Would you repeat exactly the part of the listing below that runs from the line containing "Task: indicate the hummingbird eye" down to the line containing "Task: indicate the tree in", inclusive, and nothing else?
### INPUT ###
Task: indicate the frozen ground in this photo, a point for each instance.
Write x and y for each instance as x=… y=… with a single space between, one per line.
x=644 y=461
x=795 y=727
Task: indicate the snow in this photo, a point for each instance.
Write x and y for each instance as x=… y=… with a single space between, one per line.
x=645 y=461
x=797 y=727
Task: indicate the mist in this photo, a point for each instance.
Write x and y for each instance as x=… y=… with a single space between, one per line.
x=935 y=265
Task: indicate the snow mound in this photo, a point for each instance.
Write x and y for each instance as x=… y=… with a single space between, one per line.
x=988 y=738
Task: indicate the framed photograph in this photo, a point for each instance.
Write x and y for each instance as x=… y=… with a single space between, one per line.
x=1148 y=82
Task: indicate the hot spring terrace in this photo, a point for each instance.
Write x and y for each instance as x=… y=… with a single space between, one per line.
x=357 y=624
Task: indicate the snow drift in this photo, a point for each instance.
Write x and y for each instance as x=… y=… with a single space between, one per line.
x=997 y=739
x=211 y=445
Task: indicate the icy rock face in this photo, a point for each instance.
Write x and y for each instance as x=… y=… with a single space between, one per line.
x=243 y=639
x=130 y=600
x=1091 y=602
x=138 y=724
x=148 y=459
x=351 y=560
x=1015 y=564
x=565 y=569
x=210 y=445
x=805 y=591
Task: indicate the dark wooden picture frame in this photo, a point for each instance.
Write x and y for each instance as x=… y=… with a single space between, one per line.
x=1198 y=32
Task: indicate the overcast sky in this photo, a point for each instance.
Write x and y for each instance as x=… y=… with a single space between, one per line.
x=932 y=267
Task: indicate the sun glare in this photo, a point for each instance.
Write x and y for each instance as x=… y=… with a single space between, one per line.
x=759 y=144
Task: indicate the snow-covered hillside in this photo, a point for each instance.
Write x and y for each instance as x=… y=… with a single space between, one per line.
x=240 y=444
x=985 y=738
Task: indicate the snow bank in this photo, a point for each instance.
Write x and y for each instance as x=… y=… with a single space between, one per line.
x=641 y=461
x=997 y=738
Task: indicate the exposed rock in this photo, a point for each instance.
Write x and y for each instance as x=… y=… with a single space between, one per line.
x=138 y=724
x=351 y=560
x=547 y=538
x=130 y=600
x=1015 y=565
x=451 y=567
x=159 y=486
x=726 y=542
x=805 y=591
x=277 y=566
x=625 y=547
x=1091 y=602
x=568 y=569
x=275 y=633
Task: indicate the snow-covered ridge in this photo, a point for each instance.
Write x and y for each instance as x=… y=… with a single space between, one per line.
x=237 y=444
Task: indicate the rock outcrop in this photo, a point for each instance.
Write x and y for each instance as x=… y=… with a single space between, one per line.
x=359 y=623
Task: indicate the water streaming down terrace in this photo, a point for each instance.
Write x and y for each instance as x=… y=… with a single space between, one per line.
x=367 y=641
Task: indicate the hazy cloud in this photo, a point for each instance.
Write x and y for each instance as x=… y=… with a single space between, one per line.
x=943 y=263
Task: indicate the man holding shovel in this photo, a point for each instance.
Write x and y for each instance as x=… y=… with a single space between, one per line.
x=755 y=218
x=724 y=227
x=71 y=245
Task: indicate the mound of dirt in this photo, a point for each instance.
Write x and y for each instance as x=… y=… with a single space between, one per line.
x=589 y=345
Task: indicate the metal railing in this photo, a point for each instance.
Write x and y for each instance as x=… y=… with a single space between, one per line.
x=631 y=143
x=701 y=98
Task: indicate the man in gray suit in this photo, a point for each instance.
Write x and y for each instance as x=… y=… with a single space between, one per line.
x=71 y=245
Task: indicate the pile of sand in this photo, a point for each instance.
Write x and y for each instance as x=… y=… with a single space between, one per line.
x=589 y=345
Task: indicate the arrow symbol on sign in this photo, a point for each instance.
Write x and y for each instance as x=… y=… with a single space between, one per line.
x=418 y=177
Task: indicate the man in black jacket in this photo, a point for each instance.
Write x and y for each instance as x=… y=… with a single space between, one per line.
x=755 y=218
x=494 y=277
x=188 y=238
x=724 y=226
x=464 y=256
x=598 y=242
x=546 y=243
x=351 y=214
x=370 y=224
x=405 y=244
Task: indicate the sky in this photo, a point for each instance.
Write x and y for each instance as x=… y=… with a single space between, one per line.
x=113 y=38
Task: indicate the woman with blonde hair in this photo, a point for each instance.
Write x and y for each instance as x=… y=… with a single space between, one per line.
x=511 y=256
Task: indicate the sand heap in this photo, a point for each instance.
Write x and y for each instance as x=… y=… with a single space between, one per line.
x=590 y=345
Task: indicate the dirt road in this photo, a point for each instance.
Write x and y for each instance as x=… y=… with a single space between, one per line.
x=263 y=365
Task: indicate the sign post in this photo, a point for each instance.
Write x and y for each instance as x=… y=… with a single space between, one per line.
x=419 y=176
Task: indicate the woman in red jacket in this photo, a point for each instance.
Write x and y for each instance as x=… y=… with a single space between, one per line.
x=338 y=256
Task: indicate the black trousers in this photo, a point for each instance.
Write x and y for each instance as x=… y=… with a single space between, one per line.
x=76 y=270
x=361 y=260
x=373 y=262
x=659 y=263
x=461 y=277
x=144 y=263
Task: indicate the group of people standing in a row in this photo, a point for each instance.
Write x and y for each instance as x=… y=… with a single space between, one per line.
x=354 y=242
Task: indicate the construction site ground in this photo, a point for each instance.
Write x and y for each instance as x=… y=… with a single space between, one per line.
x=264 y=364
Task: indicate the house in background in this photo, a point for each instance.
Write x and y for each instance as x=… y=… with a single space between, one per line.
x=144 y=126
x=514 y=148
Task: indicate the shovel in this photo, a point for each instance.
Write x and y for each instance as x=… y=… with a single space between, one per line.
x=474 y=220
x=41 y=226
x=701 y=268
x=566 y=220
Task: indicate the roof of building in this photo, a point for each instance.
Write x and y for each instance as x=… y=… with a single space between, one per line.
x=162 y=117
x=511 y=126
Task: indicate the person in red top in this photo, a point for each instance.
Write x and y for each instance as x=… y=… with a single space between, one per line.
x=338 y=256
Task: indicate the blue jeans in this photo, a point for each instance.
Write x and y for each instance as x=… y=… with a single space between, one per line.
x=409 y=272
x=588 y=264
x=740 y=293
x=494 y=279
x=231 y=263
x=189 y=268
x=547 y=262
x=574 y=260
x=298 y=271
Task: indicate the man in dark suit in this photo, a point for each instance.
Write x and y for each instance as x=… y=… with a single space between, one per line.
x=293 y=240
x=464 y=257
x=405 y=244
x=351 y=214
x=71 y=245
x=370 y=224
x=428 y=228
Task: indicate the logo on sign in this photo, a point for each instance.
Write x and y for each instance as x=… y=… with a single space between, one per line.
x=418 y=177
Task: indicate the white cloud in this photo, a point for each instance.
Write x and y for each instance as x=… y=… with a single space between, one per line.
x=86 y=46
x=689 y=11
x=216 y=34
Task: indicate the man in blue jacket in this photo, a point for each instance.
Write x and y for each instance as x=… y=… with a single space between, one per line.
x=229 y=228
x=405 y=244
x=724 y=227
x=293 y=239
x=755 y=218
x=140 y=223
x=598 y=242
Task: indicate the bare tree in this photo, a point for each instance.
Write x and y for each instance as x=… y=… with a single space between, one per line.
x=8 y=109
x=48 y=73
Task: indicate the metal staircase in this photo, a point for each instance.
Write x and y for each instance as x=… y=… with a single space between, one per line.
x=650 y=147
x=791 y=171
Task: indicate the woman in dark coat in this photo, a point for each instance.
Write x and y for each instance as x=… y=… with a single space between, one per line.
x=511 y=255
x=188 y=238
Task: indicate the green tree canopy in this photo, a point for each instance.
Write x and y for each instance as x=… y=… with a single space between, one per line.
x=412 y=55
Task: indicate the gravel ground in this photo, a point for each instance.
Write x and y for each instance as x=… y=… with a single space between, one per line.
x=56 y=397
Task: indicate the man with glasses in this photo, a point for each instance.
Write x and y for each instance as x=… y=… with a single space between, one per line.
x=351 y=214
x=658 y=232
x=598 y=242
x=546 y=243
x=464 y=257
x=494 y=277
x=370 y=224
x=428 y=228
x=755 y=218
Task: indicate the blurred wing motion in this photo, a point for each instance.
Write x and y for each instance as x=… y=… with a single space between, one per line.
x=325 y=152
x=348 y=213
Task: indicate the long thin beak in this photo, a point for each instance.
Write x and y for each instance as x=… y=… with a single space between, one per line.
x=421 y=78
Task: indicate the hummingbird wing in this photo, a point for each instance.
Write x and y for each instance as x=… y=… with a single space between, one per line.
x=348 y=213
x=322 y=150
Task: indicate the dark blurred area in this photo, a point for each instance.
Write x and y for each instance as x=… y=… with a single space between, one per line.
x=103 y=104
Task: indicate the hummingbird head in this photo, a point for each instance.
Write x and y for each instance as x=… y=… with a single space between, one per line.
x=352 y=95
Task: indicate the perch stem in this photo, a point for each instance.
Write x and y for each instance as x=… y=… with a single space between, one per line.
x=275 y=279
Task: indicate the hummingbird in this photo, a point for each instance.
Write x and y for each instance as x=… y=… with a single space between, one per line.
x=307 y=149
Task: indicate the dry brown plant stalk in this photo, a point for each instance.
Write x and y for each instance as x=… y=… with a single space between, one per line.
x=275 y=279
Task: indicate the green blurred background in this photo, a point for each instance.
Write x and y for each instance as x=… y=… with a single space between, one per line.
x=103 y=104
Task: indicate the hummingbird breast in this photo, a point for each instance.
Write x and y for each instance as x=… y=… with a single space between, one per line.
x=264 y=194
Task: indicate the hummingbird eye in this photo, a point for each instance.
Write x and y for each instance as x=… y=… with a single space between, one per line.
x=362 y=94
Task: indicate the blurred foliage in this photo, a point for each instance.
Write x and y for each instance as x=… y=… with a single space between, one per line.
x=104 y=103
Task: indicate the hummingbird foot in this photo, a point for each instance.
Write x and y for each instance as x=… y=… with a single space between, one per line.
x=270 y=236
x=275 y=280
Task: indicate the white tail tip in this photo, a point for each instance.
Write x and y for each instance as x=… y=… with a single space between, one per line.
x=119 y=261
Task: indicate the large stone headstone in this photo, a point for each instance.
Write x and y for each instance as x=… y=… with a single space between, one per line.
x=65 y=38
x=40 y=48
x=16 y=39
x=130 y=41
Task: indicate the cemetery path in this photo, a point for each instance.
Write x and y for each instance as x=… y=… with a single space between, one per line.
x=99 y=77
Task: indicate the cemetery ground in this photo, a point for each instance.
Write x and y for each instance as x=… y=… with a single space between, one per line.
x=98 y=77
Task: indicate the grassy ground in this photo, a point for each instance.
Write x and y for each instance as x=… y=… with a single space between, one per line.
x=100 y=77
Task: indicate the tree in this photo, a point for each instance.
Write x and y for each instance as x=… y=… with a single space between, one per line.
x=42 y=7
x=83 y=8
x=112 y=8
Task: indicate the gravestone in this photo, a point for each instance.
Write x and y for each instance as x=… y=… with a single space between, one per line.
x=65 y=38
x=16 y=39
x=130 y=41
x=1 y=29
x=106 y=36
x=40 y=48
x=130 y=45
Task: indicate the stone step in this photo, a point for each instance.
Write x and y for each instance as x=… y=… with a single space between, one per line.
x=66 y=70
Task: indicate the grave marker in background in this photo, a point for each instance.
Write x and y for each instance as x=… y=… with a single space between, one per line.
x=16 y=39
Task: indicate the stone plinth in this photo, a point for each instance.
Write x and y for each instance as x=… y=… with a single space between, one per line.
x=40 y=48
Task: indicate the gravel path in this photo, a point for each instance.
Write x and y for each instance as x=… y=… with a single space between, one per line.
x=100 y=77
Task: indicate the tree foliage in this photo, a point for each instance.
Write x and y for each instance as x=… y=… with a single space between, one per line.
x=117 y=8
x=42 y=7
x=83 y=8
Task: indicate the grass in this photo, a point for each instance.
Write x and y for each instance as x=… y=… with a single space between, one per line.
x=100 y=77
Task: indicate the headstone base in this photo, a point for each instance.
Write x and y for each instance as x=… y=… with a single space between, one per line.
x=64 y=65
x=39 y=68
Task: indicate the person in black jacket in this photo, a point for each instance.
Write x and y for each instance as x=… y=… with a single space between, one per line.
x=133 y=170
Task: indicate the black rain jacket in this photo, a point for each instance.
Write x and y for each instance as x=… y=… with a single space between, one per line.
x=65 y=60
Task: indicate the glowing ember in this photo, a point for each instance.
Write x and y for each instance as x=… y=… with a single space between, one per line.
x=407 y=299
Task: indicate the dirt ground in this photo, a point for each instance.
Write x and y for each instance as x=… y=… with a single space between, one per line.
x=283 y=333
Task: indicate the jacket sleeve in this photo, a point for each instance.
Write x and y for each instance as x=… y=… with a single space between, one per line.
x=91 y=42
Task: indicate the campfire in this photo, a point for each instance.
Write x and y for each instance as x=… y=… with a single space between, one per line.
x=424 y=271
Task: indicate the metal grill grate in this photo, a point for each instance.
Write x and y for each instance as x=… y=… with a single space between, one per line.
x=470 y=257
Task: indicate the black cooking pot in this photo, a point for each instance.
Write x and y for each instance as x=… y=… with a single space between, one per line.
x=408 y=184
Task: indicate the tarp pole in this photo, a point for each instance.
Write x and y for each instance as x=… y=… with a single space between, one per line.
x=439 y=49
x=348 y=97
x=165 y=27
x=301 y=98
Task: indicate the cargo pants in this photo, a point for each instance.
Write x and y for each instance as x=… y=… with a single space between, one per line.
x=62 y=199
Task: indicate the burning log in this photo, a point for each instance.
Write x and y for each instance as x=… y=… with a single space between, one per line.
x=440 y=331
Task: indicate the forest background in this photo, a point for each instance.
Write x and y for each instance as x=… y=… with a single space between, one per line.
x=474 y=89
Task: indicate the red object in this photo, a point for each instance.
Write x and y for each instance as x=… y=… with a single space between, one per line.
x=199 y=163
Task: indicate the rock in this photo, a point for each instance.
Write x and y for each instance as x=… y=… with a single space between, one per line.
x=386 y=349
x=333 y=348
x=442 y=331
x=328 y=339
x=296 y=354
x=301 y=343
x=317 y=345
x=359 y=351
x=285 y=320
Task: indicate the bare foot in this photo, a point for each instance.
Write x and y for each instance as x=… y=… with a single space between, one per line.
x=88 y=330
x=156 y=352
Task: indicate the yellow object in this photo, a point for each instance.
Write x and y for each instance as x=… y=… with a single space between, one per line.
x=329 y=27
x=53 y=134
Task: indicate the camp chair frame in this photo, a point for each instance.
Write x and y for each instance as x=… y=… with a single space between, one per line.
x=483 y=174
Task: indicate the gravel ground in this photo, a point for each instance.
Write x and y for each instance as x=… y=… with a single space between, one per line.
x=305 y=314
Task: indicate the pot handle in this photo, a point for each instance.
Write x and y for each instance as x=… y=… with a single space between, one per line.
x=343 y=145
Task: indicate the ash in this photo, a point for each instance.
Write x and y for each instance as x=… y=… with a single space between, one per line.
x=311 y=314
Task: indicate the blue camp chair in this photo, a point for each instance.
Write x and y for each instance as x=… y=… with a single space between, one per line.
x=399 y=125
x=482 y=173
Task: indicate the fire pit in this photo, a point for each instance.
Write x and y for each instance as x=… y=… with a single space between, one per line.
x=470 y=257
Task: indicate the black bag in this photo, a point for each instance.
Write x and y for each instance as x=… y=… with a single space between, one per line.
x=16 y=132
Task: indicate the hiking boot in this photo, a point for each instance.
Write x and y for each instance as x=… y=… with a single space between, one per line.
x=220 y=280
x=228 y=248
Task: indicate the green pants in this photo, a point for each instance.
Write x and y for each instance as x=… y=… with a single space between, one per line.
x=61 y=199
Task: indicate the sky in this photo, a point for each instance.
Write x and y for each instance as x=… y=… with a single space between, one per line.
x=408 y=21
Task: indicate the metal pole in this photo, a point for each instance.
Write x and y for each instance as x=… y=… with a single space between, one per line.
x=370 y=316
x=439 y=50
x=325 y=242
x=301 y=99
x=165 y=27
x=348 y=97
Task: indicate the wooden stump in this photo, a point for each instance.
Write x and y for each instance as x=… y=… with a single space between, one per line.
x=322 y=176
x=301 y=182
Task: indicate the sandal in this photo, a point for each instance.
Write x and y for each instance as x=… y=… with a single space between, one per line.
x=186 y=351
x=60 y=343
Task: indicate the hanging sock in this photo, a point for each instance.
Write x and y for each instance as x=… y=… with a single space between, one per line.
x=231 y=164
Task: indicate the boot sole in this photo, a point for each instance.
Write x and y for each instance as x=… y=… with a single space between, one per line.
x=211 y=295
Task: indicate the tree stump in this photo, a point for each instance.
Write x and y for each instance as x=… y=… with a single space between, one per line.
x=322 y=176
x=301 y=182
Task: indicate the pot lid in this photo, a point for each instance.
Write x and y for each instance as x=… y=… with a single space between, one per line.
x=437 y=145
###
*SOLUTION TO THIS EXERCISE*
Task: indicate the hummingbird eye in this photo, a point for each instance.
Write x and y for each instance as x=… y=… with a single space between, one per line.
x=362 y=94
Task: indicate the blurred foliage in this photo, a point for each instance.
Write x and y for each instance as x=… y=… with a single space between, one per line.
x=104 y=103
Task: indicate the hummingbird foot in this photo, a point for each instance.
Write x and y for each instance as x=… y=… with a single space between, one per line.
x=270 y=236
x=275 y=280
Task: indicate the white tail tip in this photo, a point for each instance.
Write x and y for each instance as x=… y=… with a single space between, one per line.
x=119 y=261
Task: indicate the large stone headstone in this photo, a point for each instance.
Write x and y for each instance as x=… y=… with a single space between, one per line.
x=65 y=38
x=40 y=48
x=16 y=39
x=130 y=41
Task: indicate the cemetery path in this photo, a point for each instance.
Write x and y for each instance as x=… y=… with a single space between, one per line.
x=99 y=77
Task: indicate the cemetery ground in this photo, a point for each instance.
Write x and y for each instance as x=… y=… with a single space between, one per line.
x=98 y=77
Task: indicate the grassy ground in this photo, a point for each instance.
Write x and y for each instance as x=… y=… with a single space between, one per line.
x=100 y=77
Task: indicate the tree in this photo, a point for each instance.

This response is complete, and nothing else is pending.